Supplied entries »
▼

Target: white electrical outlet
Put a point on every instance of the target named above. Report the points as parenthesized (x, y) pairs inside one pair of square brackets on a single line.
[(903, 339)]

▲
▼

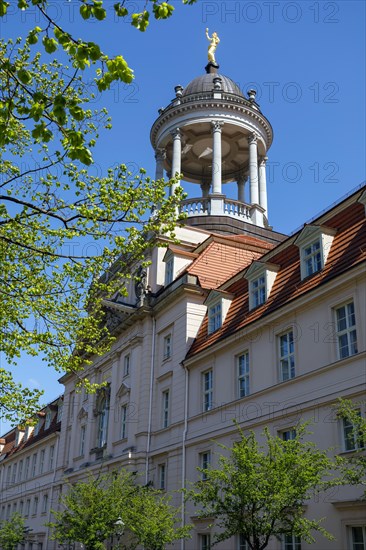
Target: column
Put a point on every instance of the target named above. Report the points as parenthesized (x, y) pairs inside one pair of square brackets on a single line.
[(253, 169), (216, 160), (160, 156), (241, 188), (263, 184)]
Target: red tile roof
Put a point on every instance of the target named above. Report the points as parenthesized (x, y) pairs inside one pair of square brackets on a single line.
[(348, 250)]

▲
▼

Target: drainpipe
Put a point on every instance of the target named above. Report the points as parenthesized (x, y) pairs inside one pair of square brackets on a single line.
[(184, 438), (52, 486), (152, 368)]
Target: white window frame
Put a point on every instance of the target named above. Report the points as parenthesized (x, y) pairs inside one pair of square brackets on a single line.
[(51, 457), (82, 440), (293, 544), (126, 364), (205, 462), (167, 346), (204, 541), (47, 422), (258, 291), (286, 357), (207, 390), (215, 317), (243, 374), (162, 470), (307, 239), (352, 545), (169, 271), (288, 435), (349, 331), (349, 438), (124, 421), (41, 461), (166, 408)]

▲

Exercise prompt »
In the listing above, start at the line with "Target: column", go on through the line with "Target: red tile roof", and copy each of those lines exactly; leave out all the rest.

Finished task »
Target: column
Put a point on every instance of the target named above. Report the points as parenthesized (x, y) pairs inside one pair of square brackets on a single line.
[(253, 169), (216, 160), (160, 156), (241, 188), (263, 184)]
Target: red tile roof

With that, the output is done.